**TEXTO PARA LER**
Mário Barradas e o Teatro

Mário Barradas, é para mim o profissional que maior contributo deu para a transformação da realidade do teatro português nos últimos 50 anos, que tive a sorte de ter como Amigo, com quem trabalhei e partilhei projectos, com quem convivi como irmão e que foi sem dúvida meu Mestre desde que o conheci.

Ouço dizer com frequência que não há ninguém insubstituível.

Talvez seja verdade, mas não partilho essa opinião.

Já sou velho suficiente para poder dizer que há pessoas que marcam os projectos em que estão envolvidas, e sem elas, os projectos, o mundo, a vida, continuam, é certo, mas não são a mesma coisa. Passa o tempo e esperamos longamente que outras dinâmicas surjam, que se descubram outras vias, ficando os lugares vazios durante muito tempo.

Mario Barradas, Puntilla,1975

A mim fazem-me falta. Fazem-me falta porque eram meus amigos, mas também porque sabiam coisas que eu não sei, tinham experiências que eu não tenho e me ajudaram muitas vezes a encontrar caminhos e soluções e eram sempre apoios, energia e esperança para ultrapassarmos as dificuldades que iam surgindo no caminho do teatro.

Muitos dos meus projectos ou das minhas realizações continuam marcados pela presença deles. Embora já não estejam connosco as suas obras continuam a oferecer material de reflexão e energia para o combate que é preciso continuar.

Sei que quando falo do Mário quase sempre falo da influência que ele teve em mim ou de como ele abriu caminhos ou perspectivas que me levaram ao que hoje sou e faço. E por isso peço desculpa de me misturar por vezes nos projectos que eram dele.

No ano lectivo de 64/65 ajudei a fundar um grupo de teatro na Faculdade de Ciências de Lisboa. Escrevemos a muita gente dando conta da nossa existência, tentando estabelecer contactos.

Descobrimos que em Moçambique, na então Lourenço Marques, havia um grupo – Teatro Amador de Lourenço Marques- TALM- que me ficou na memória por reenviar a essa figura mítica –Talma- que na altura nós jovens que se iniciavam no Teatro, não sabíamos muito bem se era artista ou divindade.

Preso nas “ teias que o império tece” em 1966 fui parar também a Moçambique e antes do fim do ano estava em Lourenço Marques.

As Duas Caras do Patrão, encenação Luís Varela

Aí fui procurar o TALM que ainda não tinha esquecido e que segundo me pareceu toda a gente conhecia e do qual me falavam com entusiasmo pela importância da sua acção cultural, não só na cidade mas em todo o território do sul, aonde se podia ainda ir e por onde o Grupo fazia a sua itinerância.

Entradas de identificação de locais em imagens

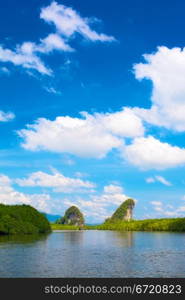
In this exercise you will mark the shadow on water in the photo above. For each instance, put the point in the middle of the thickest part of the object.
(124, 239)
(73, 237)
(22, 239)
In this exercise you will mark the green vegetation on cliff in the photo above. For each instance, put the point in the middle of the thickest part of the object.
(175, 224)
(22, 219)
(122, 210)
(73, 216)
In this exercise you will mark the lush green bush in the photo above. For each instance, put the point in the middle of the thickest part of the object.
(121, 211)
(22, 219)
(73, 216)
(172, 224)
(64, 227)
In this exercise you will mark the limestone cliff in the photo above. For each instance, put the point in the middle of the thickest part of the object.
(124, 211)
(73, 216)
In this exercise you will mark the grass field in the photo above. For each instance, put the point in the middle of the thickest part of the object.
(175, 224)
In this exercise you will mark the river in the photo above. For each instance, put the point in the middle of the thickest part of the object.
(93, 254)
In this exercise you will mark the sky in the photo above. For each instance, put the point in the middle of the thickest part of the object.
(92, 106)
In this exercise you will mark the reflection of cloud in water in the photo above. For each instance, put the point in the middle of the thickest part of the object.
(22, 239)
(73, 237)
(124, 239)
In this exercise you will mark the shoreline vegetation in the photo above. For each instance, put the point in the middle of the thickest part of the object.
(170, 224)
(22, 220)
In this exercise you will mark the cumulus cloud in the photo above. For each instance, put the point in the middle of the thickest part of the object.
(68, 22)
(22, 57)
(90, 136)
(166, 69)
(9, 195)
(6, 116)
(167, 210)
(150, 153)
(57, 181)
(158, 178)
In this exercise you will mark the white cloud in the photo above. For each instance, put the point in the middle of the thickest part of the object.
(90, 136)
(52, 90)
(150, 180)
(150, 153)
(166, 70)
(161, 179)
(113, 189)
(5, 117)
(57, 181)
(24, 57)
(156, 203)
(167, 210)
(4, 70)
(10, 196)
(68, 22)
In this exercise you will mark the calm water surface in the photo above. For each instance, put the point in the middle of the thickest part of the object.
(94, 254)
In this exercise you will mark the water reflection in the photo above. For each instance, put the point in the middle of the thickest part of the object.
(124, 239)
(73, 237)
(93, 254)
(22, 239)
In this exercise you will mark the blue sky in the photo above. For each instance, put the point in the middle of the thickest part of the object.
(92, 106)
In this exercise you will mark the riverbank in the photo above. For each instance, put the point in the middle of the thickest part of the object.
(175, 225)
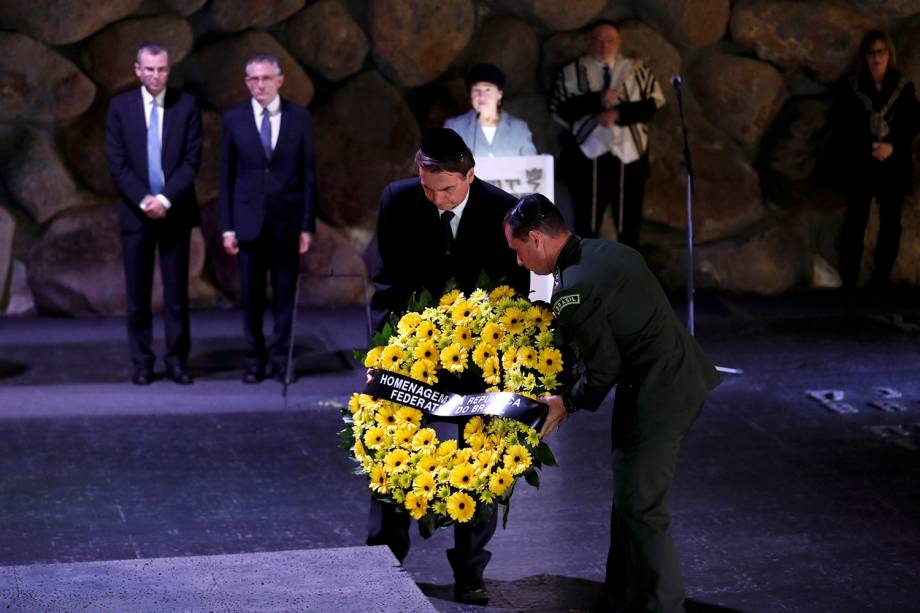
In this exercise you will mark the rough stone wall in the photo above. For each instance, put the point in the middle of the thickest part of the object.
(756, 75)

**O QUE FAZER**
Segundo o texto sobre Mário Barradas e o teatro, como se chamava o grupo de teatro que existia em Lourenço Marques? Este material provém de outra fonte.

**RESPOSTA ESCRITA**
Teatro Amador de Lourenço Marques (TALM).